◆ Your tasks
A. Answer these questions using the passage on bank transformation:
(i) According to Forrester surveys, what share of global financial services firms were executing or planning a transformation programme?
(ii) In which languages are the decades-old core banking solutions and payment engines written?
(iii) How does the perceived risk of failure compare with the actual risk?
B. Resume the passage on why bank transformation efforts fall short, starting after its last sentence.

◆ Extract to read
▶
Many banks believe that they will be in a position to deliver great and differentiating CX within the next few years. This optimism is rooted in ongoing transformation efforts: various Forrester surveys during the past decade have shown that between 71 and 87 per cent of global financial services firms were executing a transformation programme, or planned to start within two years after the survey. Why do so many banks have little to show for these efforts?
- Ancient core solutions need complex enhancements. Many banks continue to use decades-old core banking solutions and payment engines written in COBOL, PL/I and assembly language. These ancient solutions have almost no flexibility, and the complexity they have accrued over the years makes them both a key driver of and major obstacle to transformation.
- Lack of skilled and knowledgeable staff causes uncertainty. Experienced COBOL and PL/I developers have become rare and expensive. And only a lucky few banks still have technology employees who know the history or have detailed documentation of the changes, customisations and enhancements made over the past 20 or 30 years.
- Fear of failure prevents transformation initiatives from starting. Many banking platform transformations suffer from serious delays and soaring costs despite their already enormous budgets. Full or partial cancellations of entire initiatives have added to the number of failed transformation programmes at banks all over the world. However, the perceived risk of failure is higher than the actual risk.
◀
Extracted data entries:
▶
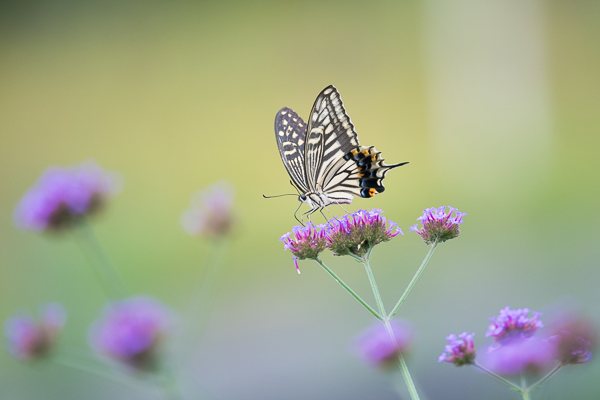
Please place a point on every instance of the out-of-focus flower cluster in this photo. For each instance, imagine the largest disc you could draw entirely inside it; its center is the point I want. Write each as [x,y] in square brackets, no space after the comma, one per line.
[211,212]
[520,346]
[131,331]
[30,339]
[63,196]
[380,348]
◀
◆ Results of the tasks
A.
(i) Between 71 and 87 percent.
(ii) COBOL, PL/I and assembly language.
(iii) The perceived risk is higher than the actual risk.

B.
Layered digital architectures help foster change
Banking platform transformation is like a series of brain surgeries on a fully awake patient in a dark room. But digital target state architectures such as Forrester’s digital banking platform architecture (DBPA) help make these transformation challenges more manageable.
Let me explain the concept of DBPA in a nutshell. It’s about splitting what’s traditionally considered core banking (and further back-end solutions) into two decoupled elements: the lean core and the digital core. The lean core focuses on data availability and consistency. On top, the digital core delivers domain-driven, highly coherent, decoupled business capabilities (for example, for the domain’s customers and accounts) using data that the lean core provides via APIs. Technology teams in banks will find that this approach:
- Fosters change. Inward-facing APIs make the architecture more flexible and outward-facing APIs help it operate in business ecosystems. The domain-driven approach supports creating and working with entities such as customer and deposit accounts. Data and functional APIs allow the architecture to work with analytics or AI engines, for example. The entire target-state architecture exists to help banks rapidly gain new internally and externally provided business capabilities.
- Enable innovation. The digital core allows banks to assemble business processes for all the business capabilities from a variety of sources. Banks use external capabilities from partner banks, clearing or KYC "utilities", and cloud banking applications. Banks and financial technology firms such as New10, Starling and US Bank use external document aggregation and financial planning to, for example, enrich their product portfolio.
- Helps mitigate transformation risk. One of the challenges of digital transformation is the need to determine the sequence and timing of application replacement and temporary changes to legacy apps. But technology teams can avoid this meticulous planning and its complex execution: legacy and state-of-the-art applications can coexist as soon as the digital core can access legacy data. A bank no longer needs to change legacy applications until it switches them off.